* Short task
Convert every line of the records below into a Markdown table with the columns Number and Content, numbering the rows in order and skipping blank lines. Leave the pictures out of the table.

———

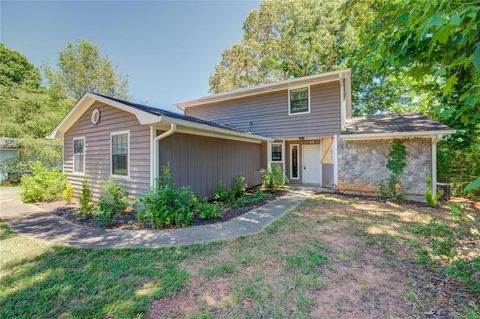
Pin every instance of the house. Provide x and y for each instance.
(303, 125)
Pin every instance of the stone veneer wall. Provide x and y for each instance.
(362, 165)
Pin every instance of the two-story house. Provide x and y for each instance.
(304, 125)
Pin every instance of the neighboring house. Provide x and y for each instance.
(8, 151)
(304, 125)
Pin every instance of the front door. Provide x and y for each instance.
(312, 169)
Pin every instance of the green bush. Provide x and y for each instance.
(432, 201)
(113, 202)
(273, 178)
(85, 200)
(68, 193)
(207, 210)
(239, 186)
(42, 185)
(223, 194)
(166, 205)
(396, 164)
(250, 199)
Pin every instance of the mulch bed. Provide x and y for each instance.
(130, 221)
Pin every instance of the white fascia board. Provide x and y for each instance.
(266, 88)
(221, 132)
(87, 100)
(373, 136)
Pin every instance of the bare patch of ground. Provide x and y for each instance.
(335, 257)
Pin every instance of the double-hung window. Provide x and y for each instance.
(277, 152)
(299, 101)
(120, 147)
(79, 155)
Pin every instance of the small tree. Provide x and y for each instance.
(396, 165)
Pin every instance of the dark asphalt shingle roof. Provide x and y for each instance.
(392, 123)
(160, 112)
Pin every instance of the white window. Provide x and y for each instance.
(299, 101)
(79, 155)
(277, 152)
(120, 148)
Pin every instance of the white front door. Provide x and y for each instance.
(312, 168)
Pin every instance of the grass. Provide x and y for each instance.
(330, 257)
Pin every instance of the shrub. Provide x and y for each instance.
(165, 205)
(273, 178)
(68, 193)
(113, 202)
(250, 199)
(223, 194)
(432, 201)
(43, 185)
(207, 210)
(85, 199)
(239, 186)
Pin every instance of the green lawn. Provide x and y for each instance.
(332, 257)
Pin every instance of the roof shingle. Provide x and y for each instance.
(392, 123)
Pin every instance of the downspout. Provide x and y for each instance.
(173, 128)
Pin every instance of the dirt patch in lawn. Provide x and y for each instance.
(129, 221)
(335, 257)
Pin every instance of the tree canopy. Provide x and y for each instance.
(82, 68)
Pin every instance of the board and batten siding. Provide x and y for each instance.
(97, 150)
(199, 162)
(269, 113)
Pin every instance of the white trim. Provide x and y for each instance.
(423, 134)
(153, 132)
(266, 88)
(112, 134)
(434, 166)
(335, 161)
(291, 161)
(308, 100)
(84, 155)
(343, 108)
(283, 152)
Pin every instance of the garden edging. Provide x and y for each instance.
(26, 220)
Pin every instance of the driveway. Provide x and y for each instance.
(32, 221)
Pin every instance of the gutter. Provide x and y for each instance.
(373, 136)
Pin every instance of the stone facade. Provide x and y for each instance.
(362, 165)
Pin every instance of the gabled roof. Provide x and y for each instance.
(399, 123)
(162, 112)
(146, 115)
(265, 88)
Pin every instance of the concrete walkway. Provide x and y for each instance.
(31, 221)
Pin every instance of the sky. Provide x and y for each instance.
(167, 49)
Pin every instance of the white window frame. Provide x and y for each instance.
(309, 98)
(112, 134)
(298, 161)
(283, 152)
(77, 138)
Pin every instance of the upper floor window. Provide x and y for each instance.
(79, 155)
(277, 152)
(299, 101)
(120, 149)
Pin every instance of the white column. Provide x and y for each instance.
(152, 156)
(335, 161)
(434, 166)
(269, 155)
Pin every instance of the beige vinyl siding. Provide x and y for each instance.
(199, 161)
(97, 150)
(269, 113)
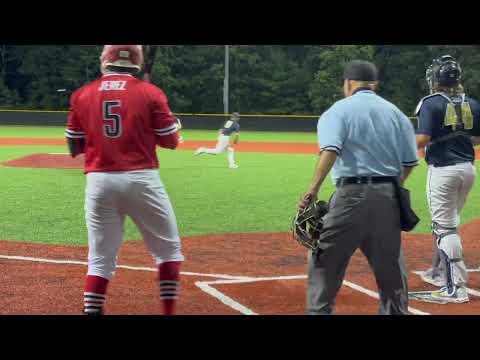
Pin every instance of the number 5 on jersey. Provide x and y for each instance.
(112, 123)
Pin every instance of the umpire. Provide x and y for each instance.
(370, 144)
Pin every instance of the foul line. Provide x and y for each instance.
(206, 287)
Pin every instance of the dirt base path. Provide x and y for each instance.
(247, 275)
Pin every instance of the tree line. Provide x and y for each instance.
(264, 79)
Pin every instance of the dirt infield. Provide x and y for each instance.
(247, 274)
(263, 147)
(245, 146)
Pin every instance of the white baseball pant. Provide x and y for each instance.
(109, 197)
(223, 143)
(447, 191)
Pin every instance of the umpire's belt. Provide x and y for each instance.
(365, 180)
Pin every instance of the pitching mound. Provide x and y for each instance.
(48, 161)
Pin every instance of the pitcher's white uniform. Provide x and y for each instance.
(230, 127)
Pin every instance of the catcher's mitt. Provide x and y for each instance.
(308, 223)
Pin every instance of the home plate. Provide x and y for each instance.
(469, 291)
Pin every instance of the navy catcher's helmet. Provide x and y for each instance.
(443, 71)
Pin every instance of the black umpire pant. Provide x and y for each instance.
(364, 216)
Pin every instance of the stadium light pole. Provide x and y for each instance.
(226, 80)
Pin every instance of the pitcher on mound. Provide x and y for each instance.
(231, 129)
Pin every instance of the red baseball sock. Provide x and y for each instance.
(94, 295)
(169, 279)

———

* Answer to this exercise
| Number | Content |
|---|---|
| 1 | Pin every instance of the house. Provide x and y for each instance. |
| 2 | (303, 125) |
| 3 | Pin every instance of the stone veneer wall. Provide x and y for each instance. |
| 4 | (362, 165) |
| 5 | Pin every instance of the two-story house. Provide x and y for each instance. |
| 6 | (304, 125) |
| 7 | Pin every instance of the neighboring house. Provide x and y for each instance. |
| 8 | (8, 151) |
| 9 | (304, 125) |
| 10 | Pin every instance of the front door. Provide x and y for each instance. |
| 11 | (312, 169) |
| 12 | Pin every instance of the green bush. Provide x and y for each instance. |
| 13 | (432, 201) |
| 14 | (113, 202) |
| 15 | (273, 178) |
| 16 | (85, 200) |
| 17 | (68, 193) |
| 18 | (207, 210) |
| 19 | (239, 186) |
| 20 | (42, 185) |
| 21 | (223, 194) |
| 22 | (166, 205) |
| 23 | (396, 164) |
| 24 | (250, 199) |
| 25 | Pin every instance of the mulch bed. Provide x and y for each instance. |
| 26 | (130, 221) |
| 27 | Pin every instance of the white fascia board. Provide x and y for each instance. |
| 28 | (266, 88) |
| 29 | (221, 132) |
| 30 | (87, 100) |
| 31 | (373, 136) |
| 32 | Pin every instance of the bare patch of ground. Provide x and y for each instance. |
| 33 | (335, 257) |
| 34 | Pin every instance of the double-hung window. Provide x and y for each instance. |
| 35 | (277, 152) |
| 36 | (299, 101) |
| 37 | (120, 147) |
| 38 | (79, 155) |
| 39 | Pin every instance of the small tree. Provide x and y for each instance. |
| 40 | (396, 165) |
| 41 | Pin every instance of the dark asphalt shingle roof. Provide x and y for each instance. |
| 42 | (392, 123) |
| 43 | (160, 112) |
| 44 | Pin every instance of the white window. Provide x and y for each instance. |
| 45 | (299, 101) |
| 46 | (79, 155) |
| 47 | (277, 152) |
| 48 | (120, 148) |
| 49 | Pin every instance of the white front door. Provide x and y for each instance. |
| 50 | (312, 168) |
| 51 | Pin every instance of the grass. Provide x and y for each instance. |
| 52 | (330, 257) |
| 53 | Pin every instance of the shrub. Provide x and y for each instance. |
| 54 | (165, 205) |
| 55 | (273, 178) |
| 56 | (68, 193) |
| 57 | (113, 202) |
| 58 | (250, 199) |
| 59 | (223, 194) |
| 60 | (432, 201) |
| 61 | (43, 185) |
| 62 | (207, 210) |
| 63 | (85, 199) |
| 64 | (239, 186) |
| 65 | Pin every instance of the green lawn. Provide x and y for each instance. |
| 66 | (332, 257) |
| 67 | Pin every instance of the roof shingle. Provide x and y for each instance. |
| 68 | (392, 123) |
| 69 | Pin every instance of the downspout. Provide x and y for each instance. |
| 70 | (173, 128) |
| 71 | Pin every instance of the dirt patch in lawn. Provide x and y for each instance. |
| 72 | (129, 221) |
| 73 | (335, 257) |
| 74 | Pin every instance of the tree canopy. Provide x and y for each instance. |
| 75 | (82, 68) |
| 76 | Pin every instance of the board and batten siding. Provide x and y for each instance. |
| 77 | (97, 150) |
| 78 | (199, 162) |
| 79 | (269, 113) |
| 80 | Pin every instance of the white trim. Provide x and y for each instance. |
| 81 | (423, 134) |
| 82 | (153, 132) |
| 83 | (266, 88) |
| 84 | (112, 134) |
| 85 | (434, 166) |
| 86 | (335, 161) |
| 87 | (291, 161) |
| 88 | (308, 100) |
| 89 | (84, 155) |
| 90 | (343, 108) |
| 91 | (283, 152) |
| 92 | Pin every instance of the garden edging. Provide x and y for each instance. |
| 93 | (26, 220) |
| 94 | Pin every instance of the driveway. Provide x and y for each instance. |
| 95 | (32, 221) |
| 96 | Pin every instance of the gutter. Provide x and y for each instance. |
| 97 | (373, 136) |
| 98 | Pin every instance of the stone facade. Provide x and y for each instance. |
| 99 | (362, 165) |
| 100 | Pin every instance of the gabled roof. Provide x and y for each instance. |
| 101 | (399, 123) |
| 102 | (162, 112) |
| 103 | (146, 115) |
| 104 | (265, 88) |
| 105 | Pin every instance of the concrete walkway. Provide x and y for each instance. |
| 106 | (31, 221) |
| 107 | Pin every instance of the sky. Provide x and y for each instance. |
| 108 | (167, 49) |
| 109 | Pin every instance of the white window frame. Provide x and y for each instance. |
| 110 | (309, 98) |
| 111 | (112, 134) |
| 112 | (298, 161) |
| 113 | (283, 152) |
| 114 | (77, 138) |
| 115 | Pin every instance of the upper floor window. Provide x and y for each instance. |
| 116 | (79, 155) |
| 117 | (277, 152) |
| 118 | (299, 101) |
| 119 | (120, 149) |
| 120 | Pin every instance of the white column. Provide x and y for each instance. |
| 121 | (152, 156) |
| 122 | (335, 161) |
| 123 | (434, 166) |
| 124 | (269, 155) |
| 125 | Pin every instance of the beige vinyl siding. Provide x and y for each instance. |
| 126 | (199, 161) |
| 127 | (97, 150) |
| 128 | (269, 113) |
| 129 | Pin every instance of the number 5 on jersey. Provide x and y for each instance. |
| 130 | (112, 123) |
| 131 | Pin every instance of the umpire. Provide x and y for each instance. |
| 132 | (370, 144) |
| 133 | Pin every instance of the foul line. Provide x and y for each instance. |
| 134 | (206, 287) |
| 135 | Pin every instance of the dirt base path. Provide x and y for each instance. |
| 136 | (247, 275) |
| 137 | Pin every instance of the tree line. Provide x and y for each instance. |
| 138 | (264, 79) |
| 139 | Pin every instance of the dirt infield. Provide x and y for each instance. |
| 140 | (247, 274) |
| 141 | (263, 147) |
| 142 | (245, 146) |
| 143 | Pin every instance of the white baseball pant. Provide x and y for each instance. |
| 144 | (109, 197) |
| 145 | (223, 143) |
| 146 | (447, 191) |
| 147 | Pin every instance of the umpire's belt. Provide x and y for each instance. |
| 148 | (365, 180) |
| 149 | Pin every instance of the pitching mound. Provide x and y for each instance. |
| 150 | (48, 161) |
| 151 | Pin every instance of the pitcher's white uniform. Provide x and y for each instance. |
| 152 | (230, 127) |
| 153 | Pin every instance of the catcher's mitt. Provide x and y for each instance. |
| 154 | (308, 223) |
| 155 | Pin every instance of the home plate. Provide x and y for each instance. |
| 156 | (469, 291) |
| 157 | Pin every instance of the navy catcher's helmet. Provide x and y for each instance. |
| 158 | (443, 71) |
| 159 | Pin every instance of the black umpire pant. Provide x and y for each instance. |
| 160 | (364, 216) |
| 161 | Pin every instance of the stadium light pole. Provide x and y for each instance. |
| 162 | (226, 80) |
| 163 | Pin every instance of the pitcher on mound. Provide x and y for each instance. |
| 164 | (231, 129) |
| 165 | Pin every instance of the red baseball sock. Provide x and y for each instance. |
| 166 | (94, 295) |
| 167 | (169, 279) |